Source passage>
######

The Richmond Free Press challenged in an editorial the day before the community breakfast to “take a public stance in support of the NAACP’s opposition to the racist practices of Bon Secours.”

Those practices include Bon Secours’ support of the D.C. team’s racist and derogatory nickname and Bon Secours’ sponsorship of the team’s discriminatory training camp deal. That deal denied Black-owned and other locally owned businesses vending opportunities inside the Washington NFL camp that opened last summer. The Richmond Free Press has repeatedly called on Brock to denounce the Bon Secours support of the racism issues.

Her refusal to do so calls into question whether her loyalties lie with Bon Secours or the NAACP. Brock also refused for several months last year to call on the D.C. team to change its
racist and derogatory nickname. The Free Press announced last year it would no longer use the D.C. team’s hateful nickname in its news columns.

Only after the Free Press chronicled her refusal to denounce the hateful nickname did Brock join with national NAACP interim President Lorraine M. Miller to issue a statement on the organization’s website criticizing the D.C. team’s racist nickname.

Apparently upset over media criticism of her backing of the racist practices, she lashed out at the media “that demonize their leaders on the front of newspapers.”

State NAACP Executive Director King Salim Khalfani also was at the event. In sharp contrast to Brock, he has been a consistent and loud critic of the D.C. team’s nickname and has lashed out at Bon Secours’ support of the discriminatory training camp deal.

In other remarks at the community breakfast, Brock challenged audience members to join Gov. Terry McAuliffe’s social justice campaign to uplift the poor.

“Stand with this governor. … and with the hundreds of thousands of citizens across this community to make this, our beloved community, one where we stand together, walk together, pray together and also we serve together.”

She added, “We must rededicate ourselves and even our lives to achieve Dr. King’s dream.”

She ripped into those looking to curb voting rights, turn back the clock on civil rights gains and sidetrack the Affordable Care Act. She joined Gov. McAuliffe’s call to expand Medicaid health coverage to more than 400,000 working Virginians.

######

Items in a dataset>

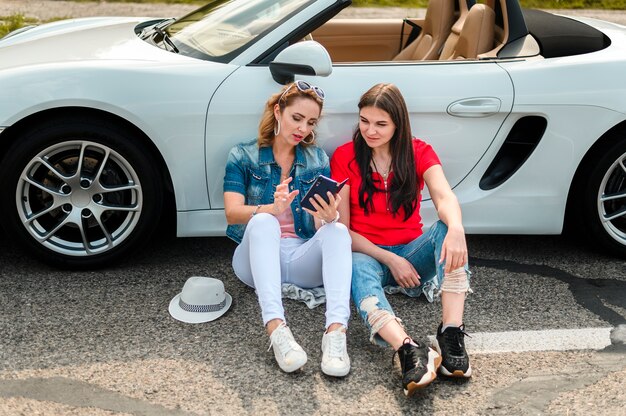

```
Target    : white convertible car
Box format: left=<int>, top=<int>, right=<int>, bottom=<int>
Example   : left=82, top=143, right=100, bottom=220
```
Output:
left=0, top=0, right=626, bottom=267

######

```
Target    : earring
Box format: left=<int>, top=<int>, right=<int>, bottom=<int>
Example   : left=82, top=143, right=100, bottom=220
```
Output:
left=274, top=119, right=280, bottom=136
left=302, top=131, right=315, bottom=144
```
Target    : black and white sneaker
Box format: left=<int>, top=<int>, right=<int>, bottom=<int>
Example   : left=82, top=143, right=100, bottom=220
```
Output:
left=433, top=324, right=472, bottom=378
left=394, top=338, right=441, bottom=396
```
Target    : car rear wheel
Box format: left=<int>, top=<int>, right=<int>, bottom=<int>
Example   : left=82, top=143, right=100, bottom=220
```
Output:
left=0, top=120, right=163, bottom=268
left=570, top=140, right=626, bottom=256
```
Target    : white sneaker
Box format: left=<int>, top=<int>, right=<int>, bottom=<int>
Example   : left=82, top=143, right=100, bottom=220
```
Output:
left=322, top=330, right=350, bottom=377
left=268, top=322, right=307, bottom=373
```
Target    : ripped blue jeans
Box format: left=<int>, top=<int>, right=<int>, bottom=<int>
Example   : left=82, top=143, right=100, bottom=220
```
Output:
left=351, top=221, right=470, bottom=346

######

Activity list>
#1 Return the portion of the Bon Secours article starting at "Apparently upset over" and ending at "the discriminatory training camp deal.", copied word for word.
#2 Using the Bon Secours article, explain why the training camp deal sponsored by Bon Secours is described as discriminatory.

Task-by-task outputs>
#1
Apparently upset over media criticism of her backing of the racist practices, she lashed out at the media “that demonize their leaders on the front of newspapers.”

State NAACP Executive Director King Salim Khalfani also was at the event. In sharp contrast to Brock, he has been a consistent and loud critic of the D.C. team’s nickname and has lashed out at Bon Secours’ support of the discriminatory training camp deal.

#2 The deal denied Black-owned and other locally owned businesses vending opportunities inside the Washington NFL camp that opened last summer.